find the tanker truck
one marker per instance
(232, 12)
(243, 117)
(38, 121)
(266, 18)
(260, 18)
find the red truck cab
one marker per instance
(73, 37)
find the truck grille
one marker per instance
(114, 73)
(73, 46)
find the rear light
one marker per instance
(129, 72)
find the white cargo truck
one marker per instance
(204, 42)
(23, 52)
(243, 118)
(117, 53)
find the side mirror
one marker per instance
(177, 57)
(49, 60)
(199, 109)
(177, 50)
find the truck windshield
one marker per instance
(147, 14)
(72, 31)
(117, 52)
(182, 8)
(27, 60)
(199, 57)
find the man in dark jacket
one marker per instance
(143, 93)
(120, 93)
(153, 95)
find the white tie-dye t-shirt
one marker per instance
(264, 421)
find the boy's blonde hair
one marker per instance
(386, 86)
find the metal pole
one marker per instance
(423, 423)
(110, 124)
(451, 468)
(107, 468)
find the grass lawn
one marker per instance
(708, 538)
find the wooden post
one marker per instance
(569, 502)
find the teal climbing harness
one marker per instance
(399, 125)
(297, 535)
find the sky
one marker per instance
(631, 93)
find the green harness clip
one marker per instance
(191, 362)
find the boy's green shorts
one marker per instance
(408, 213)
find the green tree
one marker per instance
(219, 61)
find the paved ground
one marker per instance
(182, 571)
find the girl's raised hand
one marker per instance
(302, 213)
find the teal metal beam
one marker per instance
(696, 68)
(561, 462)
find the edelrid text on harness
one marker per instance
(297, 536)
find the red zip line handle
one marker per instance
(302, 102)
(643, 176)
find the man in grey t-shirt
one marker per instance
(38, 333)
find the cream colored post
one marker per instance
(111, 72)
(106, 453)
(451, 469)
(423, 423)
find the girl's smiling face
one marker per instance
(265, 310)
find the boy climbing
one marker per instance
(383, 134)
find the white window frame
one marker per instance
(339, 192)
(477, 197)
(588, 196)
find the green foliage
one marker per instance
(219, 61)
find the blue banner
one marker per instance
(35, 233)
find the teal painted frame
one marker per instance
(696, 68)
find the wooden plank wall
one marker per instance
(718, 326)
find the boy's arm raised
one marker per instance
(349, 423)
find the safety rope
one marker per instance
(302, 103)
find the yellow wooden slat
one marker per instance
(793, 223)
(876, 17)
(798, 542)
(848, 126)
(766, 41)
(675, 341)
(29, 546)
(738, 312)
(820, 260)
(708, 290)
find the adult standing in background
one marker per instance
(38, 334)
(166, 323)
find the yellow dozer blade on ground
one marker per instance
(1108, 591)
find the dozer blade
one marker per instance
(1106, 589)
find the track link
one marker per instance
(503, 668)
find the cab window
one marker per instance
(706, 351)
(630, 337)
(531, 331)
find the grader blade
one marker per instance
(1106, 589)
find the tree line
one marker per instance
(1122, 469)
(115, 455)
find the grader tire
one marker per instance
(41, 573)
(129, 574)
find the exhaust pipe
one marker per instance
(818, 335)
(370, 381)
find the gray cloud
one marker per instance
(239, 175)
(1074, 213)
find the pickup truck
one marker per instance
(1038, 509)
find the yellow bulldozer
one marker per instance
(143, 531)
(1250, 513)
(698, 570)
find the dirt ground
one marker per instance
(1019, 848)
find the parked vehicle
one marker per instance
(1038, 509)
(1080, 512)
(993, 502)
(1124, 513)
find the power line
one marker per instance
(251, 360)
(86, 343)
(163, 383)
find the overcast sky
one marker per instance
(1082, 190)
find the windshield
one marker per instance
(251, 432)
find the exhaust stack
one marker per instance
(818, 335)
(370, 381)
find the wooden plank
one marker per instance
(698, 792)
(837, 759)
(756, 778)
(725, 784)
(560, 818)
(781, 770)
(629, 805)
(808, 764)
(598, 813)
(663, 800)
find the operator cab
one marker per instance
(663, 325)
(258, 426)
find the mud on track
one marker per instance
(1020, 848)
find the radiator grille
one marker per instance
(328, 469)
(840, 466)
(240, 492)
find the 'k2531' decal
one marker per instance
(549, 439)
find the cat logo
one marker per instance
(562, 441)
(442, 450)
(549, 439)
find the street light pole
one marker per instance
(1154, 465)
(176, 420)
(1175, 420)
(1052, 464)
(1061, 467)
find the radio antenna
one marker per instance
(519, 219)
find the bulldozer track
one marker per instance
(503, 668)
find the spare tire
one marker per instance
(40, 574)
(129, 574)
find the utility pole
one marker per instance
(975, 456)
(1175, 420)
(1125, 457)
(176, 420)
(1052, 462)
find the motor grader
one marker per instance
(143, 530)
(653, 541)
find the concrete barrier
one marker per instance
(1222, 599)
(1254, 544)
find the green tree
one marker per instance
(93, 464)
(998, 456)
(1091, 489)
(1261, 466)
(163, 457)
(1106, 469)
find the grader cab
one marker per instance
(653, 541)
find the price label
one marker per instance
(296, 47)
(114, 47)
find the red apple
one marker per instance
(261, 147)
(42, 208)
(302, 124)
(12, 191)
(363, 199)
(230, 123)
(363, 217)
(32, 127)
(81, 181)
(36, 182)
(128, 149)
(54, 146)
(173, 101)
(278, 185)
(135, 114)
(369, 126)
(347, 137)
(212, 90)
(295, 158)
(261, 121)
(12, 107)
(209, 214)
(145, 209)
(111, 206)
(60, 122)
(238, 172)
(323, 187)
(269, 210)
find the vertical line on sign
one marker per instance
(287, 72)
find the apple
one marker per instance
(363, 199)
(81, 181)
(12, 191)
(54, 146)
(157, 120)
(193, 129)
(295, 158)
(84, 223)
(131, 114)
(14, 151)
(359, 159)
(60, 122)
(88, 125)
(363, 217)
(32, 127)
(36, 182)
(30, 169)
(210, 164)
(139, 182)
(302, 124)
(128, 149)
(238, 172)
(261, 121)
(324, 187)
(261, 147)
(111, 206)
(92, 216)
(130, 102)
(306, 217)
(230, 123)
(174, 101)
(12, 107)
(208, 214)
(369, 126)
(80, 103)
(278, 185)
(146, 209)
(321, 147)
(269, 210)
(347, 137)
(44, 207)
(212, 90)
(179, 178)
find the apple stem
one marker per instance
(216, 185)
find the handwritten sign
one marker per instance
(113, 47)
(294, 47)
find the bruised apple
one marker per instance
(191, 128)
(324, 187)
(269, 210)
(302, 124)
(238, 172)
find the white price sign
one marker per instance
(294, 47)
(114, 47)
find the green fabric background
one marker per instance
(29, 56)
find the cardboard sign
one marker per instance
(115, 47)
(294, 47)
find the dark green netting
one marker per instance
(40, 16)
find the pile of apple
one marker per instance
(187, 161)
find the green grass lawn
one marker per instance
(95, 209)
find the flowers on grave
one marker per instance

────────

**To do**
Would you write down every record again, exactly?

**Worked answer**
find the tanker truck
one marker per instance
(232, 12)
(243, 117)
(38, 121)
(266, 18)
(260, 18)
find the red truck cab
one marker per instance
(73, 37)
find the truck grille
one marker per instance
(114, 73)
(73, 46)
find the rear light
one marker per instance
(129, 72)
find the white cargo truck
one marker per instance
(204, 42)
(23, 52)
(243, 118)
(117, 53)
find the side mirror
one marker per instance
(177, 57)
(49, 60)
(199, 109)
(177, 50)
find the truck windshield
one marker per instance
(147, 14)
(72, 31)
(117, 52)
(182, 8)
(27, 60)
(199, 57)
find the man in dark jacket
one marker per instance
(143, 93)
(120, 93)
(153, 95)
find the white tie-dye t-shirt
one marker per instance
(264, 421)
find the boy's blonde hair
one marker per instance
(386, 86)
find the metal pole
one marker per instance
(423, 423)
(110, 124)
(451, 468)
(107, 468)
find the grass lawn
one marker per instance
(708, 538)
find the wooden post
one marker per instance
(569, 502)
find the teal climbing harness
one marker per instance
(399, 125)
(297, 535)
find the sky
one marker per instance
(631, 93)
find the green harness clip
one marker per instance
(191, 362)
find the boy's green shorts
one marker per instance
(408, 213)
find the green tree
one marker per instance
(219, 61)
find the paved ground
one marker per instance
(182, 571)
find the girl's raised hand
one marker per instance
(302, 213)
find the teal metal beam
one marker per instance
(696, 68)
(561, 462)
find the edelrid text on harness
one marker per instance
(297, 536)
find the red zip line handle
one marker per instance
(302, 102)
(643, 176)
find the man in grey t-shirt
one marker per instance
(38, 333)
find the cream colored post
one marker per instance
(111, 72)
(106, 453)
(451, 469)
(423, 423)
find the girl's smiling face
one marker per instance
(265, 310)
find the boy climbing
one marker per instance
(383, 134)
find the white window frame
one marker per instance
(339, 192)
(477, 197)
(588, 196)
find the green foliage
one marker per instance
(219, 61)
find the blue banner
one marker per instance
(35, 233)
find the teal painted frame
one marker per instance
(696, 68)
find the wooden plank wall
one marker per instance
(718, 326)
find the boy's arm raised
one marker per instance
(349, 423)
find the safety rope
one marker per instance
(302, 103)
find the yellow wooden slat
one marker per instance
(793, 223)
(876, 17)
(798, 542)
(848, 126)
(766, 41)
(675, 341)
(29, 546)
(738, 312)
(820, 260)
(708, 290)
find the adult standing in background
one marker per instance
(38, 334)
(166, 323)
find the yellow dozer blade on ground
one marker per instance
(1108, 591)
find the dozer blade
one marker per instance
(1106, 589)
find the track link
one marker per instance
(503, 668)
find the cab window
one marker per instance
(706, 351)
(630, 337)
(531, 331)
find the grader blade
one marker per instance
(1106, 589)
find the tree line
one marker per instance
(1122, 469)
(115, 455)
find the grader tire
one marker per instance
(41, 573)
(129, 574)
find the exhaust pipe
one marker per instance
(818, 335)
(370, 381)
find the gray cloud
one marker per instance
(239, 175)
(1074, 213)
find the pickup truck
one marker per instance
(1038, 509)
find the yellow bulldozer
one marker per instance
(143, 531)
(1250, 513)
(698, 570)
find the dirt ground
one marker per instance
(1019, 848)
find the parked vehicle
one marker per instance
(1038, 509)
(1080, 512)
(993, 502)
(1124, 513)
find the power line
one marker per instance
(251, 360)
(86, 343)
(163, 383)
find the overcast sky
one marker per instance
(1082, 190)
find the windshield
one marker per instance
(251, 432)
find the exhaust stack
one marker per instance
(818, 335)
(370, 381)
find the wooden plank
one marker per instance
(698, 792)
(837, 759)
(756, 778)
(725, 784)
(560, 818)
(781, 770)
(629, 805)
(808, 764)
(598, 813)
(663, 800)
find the operator cab
one marker per instance
(663, 325)
(258, 426)
find the mud on track
one marker per instance
(1020, 848)
find the radiator grille
one marker per instance
(328, 469)
(840, 466)
(240, 492)
find the 'k2531' decal
one marker per instance
(549, 439)
find the cat logo
one marker per instance
(562, 441)
(442, 450)
(549, 439)
find the street light pole
one marker per instance
(1154, 465)
(176, 420)
(1175, 420)
(1052, 464)
(1061, 467)
find the radio antenna
one marker per instance
(519, 219)
find the bulldozer track
one marker per instance
(503, 668)
find the spare tire
one marker per instance
(40, 574)
(129, 574)
find the utility pole
one marker per instance
(975, 456)
(1175, 420)
(1125, 457)
(176, 420)
(1052, 462)
find the motor grader
one marker per instance
(143, 530)
(653, 541)
find the concrete barrier
one marker per instance
(1222, 599)
(1254, 544)
find the green tree
one marker per instance
(93, 464)
(998, 456)
(1091, 489)
(1261, 466)
(163, 457)
(1106, 469)
find the grader cab
one marker per instance
(653, 541)
find the price label
one marker per instance
(296, 47)
(114, 47)
find the red apple
one marker per instance
(261, 147)
(42, 208)
(302, 124)
(12, 191)
(363, 199)
(230, 123)
(363, 217)
(32, 127)
(81, 181)
(36, 182)
(128, 149)
(54, 146)
(173, 101)
(278, 185)
(135, 114)
(369, 126)
(347, 137)
(212, 90)
(295, 158)
(261, 121)
(12, 107)
(209, 214)
(145, 209)
(111, 206)
(60, 122)
(238, 172)
(323, 187)
(269, 210)
find the vertical line on sign
one marker per instance
(287, 72)
find the apple
one marker per instance
(363, 199)
(81, 181)
(12, 191)
(54, 146)
(157, 120)
(193, 129)
(295, 158)
(84, 223)
(131, 114)
(14, 151)
(359, 159)
(60, 122)
(88, 125)
(363, 217)
(32, 127)
(36, 182)
(30, 169)
(210, 164)
(139, 182)
(302, 124)
(128, 149)
(238, 172)
(261, 121)
(324, 187)
(261, 147)
(111, 206)
(92, 216)
(130, 102)
(306, 217)
(230, 123)
(174, 101)
(12, 107)
(208, 214)
(369, 126)
(80, 103)
(278, 185)
(146, 209)
(321, 147)
(269, 210)
(347, 137)
(44, 207)
(212, 90)
(179, 178)
find the apple stem
one marker per instance
(216, 185)
find the handwritten sign
one marker per instance
(113, 47)
(294, 47)
find the bruised apple
one marker per instance
(191, 128)
(324, 187)
(269, 210)
(302, 124)
(238, 172)
find the white price sign
one marker per instance
(294, 47)
(114, 47)
find the green fabric background
one marker per instance
(29, 56)
find the cardboard sign
one marker per instance
(115, 47)
(294, 47)
find the dark green netting
one marker per instance
(40, 16)
find the pile of apple
one marker per instance
(187, 161)
find the green grass lawn
one marker per instance
(95, 209)
find the flowers on grave
one marker per instance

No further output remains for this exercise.